TASK LIST →
1. Rewrite the passage on drug shortages between "For decades the" and "by the others.", inclusive, changing "drug shortages" to "medicine shortages".
2. Answer these questions from the passage on drug shortages:
(a) In the University of Chicago study, what share of hospitals had to ration drugs at least once?
(b) What solution to drug shortages has the FDA resisted for decades?
(c) Through which body had the FDA made a long-standing commitment to pursue that solution?

EXERCISE TEXT →
Segment Open

Hospitals are scrambling to assure adequate supplies of drugs that are in short supply, or to find substitutes for them. In the University of Chicago study, one-third of hospitals actually had to ration drugs at least once. That means that some patients got the second or third choice of a drug treatment, increasing the likelihood that the drug will be ineffective or only marginally effective, or have unwanted side effects.

The FDA claims it is doing everything it can to address this problem, but that isn’t true.

For decades the FDA has resisted a definitive and straightforward solution to the problem of drug shortages: “reciprocity” of drug approvals with certain of the FDA’s foreign counterparts, so that an approval in one country would be reciprocated automatically (subject to the creation of approved labeling in appropriate format, and other paperwork) by the others.

Such reciprocity of approvals would make available numerous needed alternative drugs – especially those that are in common use and not experiencing shortages abroad – and it could have been in place decades ago if only the FDA had met its long-standing commitment to pursue it through the International Conference on Harmonization of Technical Requirements for Registration of Pharmaceuticals for Human Use (ICH).

Segment Closed

PROVIDED DATA →
Segment Open

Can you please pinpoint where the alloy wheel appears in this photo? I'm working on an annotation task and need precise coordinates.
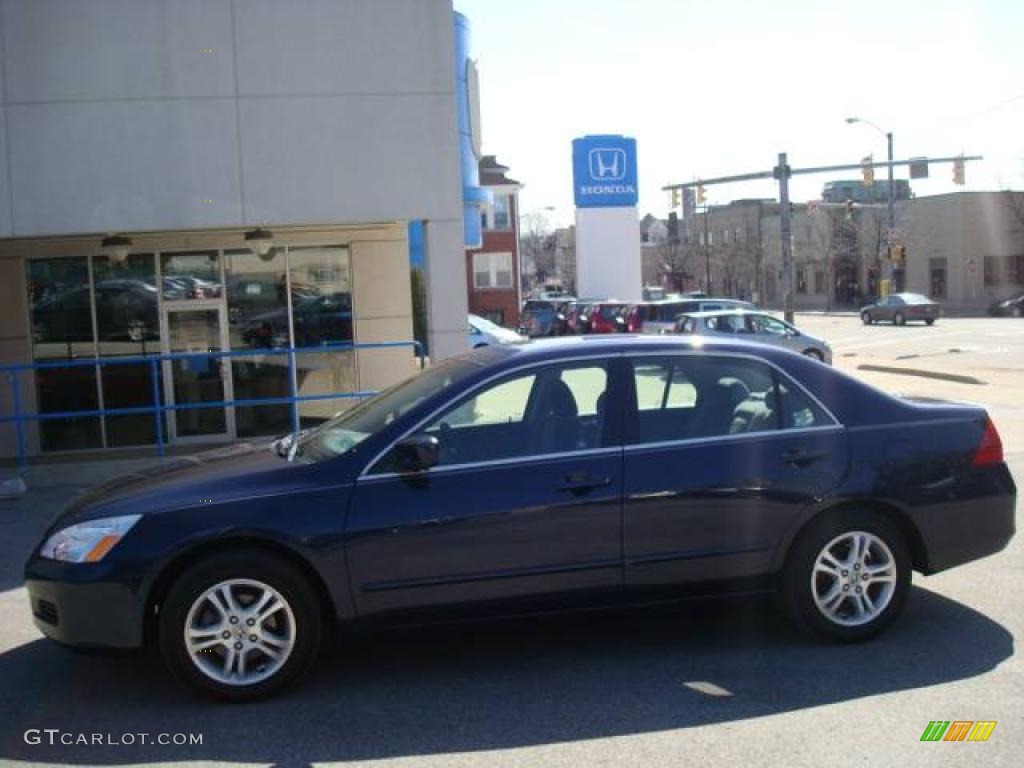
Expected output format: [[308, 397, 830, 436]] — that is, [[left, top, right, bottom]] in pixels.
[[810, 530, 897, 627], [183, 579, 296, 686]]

Segment Closed
Segment Open

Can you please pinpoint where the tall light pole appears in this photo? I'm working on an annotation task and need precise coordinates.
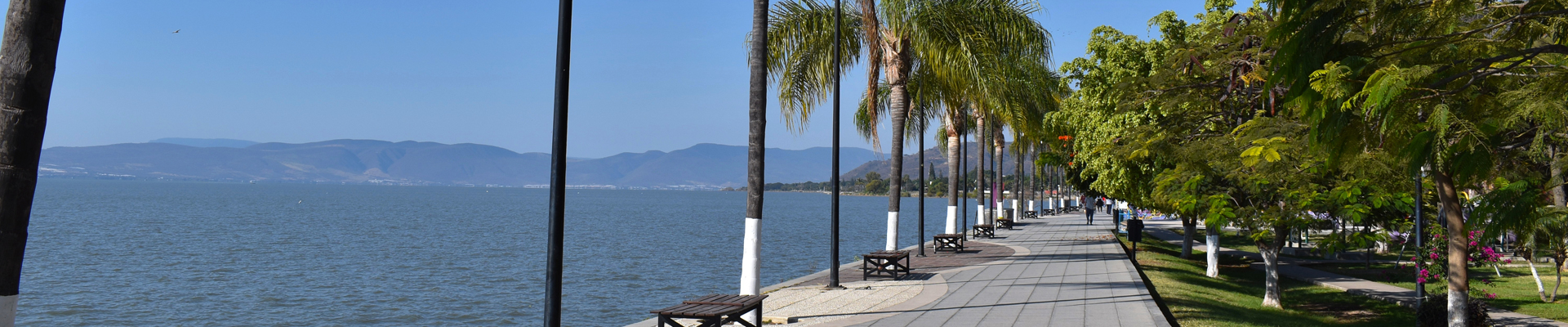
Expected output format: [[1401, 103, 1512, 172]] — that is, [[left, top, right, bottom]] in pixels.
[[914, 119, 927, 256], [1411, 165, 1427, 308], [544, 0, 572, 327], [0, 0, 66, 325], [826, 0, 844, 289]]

Segment Closed
Segment Open

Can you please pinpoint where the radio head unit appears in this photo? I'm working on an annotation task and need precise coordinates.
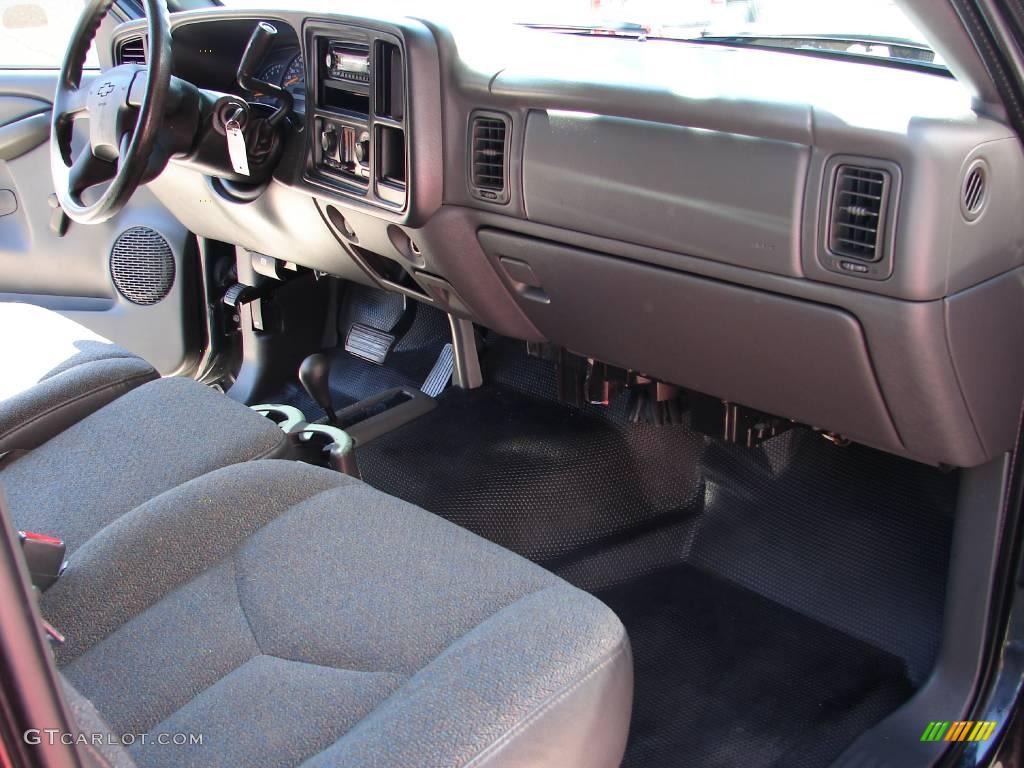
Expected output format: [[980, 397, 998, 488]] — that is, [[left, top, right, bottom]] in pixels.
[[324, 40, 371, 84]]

Segment Closed

ANSWERS BELOW →
1.
For decades the FDA has resisted a definitive and straightforward solution to the problem of medicine shortages: “reciprocity” of drug approvals with certain of the FDA’s foreign counterparts, so that an approval in one country would be reciprocated automatically (subject to the creation of approved labeling in appropriate format, and other paperwork) by the others.

2.
(a) One-third of hospitals.
(b) "Reciprocity" of drug approvals with certain of the FDA's foreign counterparts, so that an approval in one country would be reciprocated automatically by the others.
(c) The International Conference on Harmonization of Technical Requirements for Registration of Pharmaceuticals for Human Use (ICH).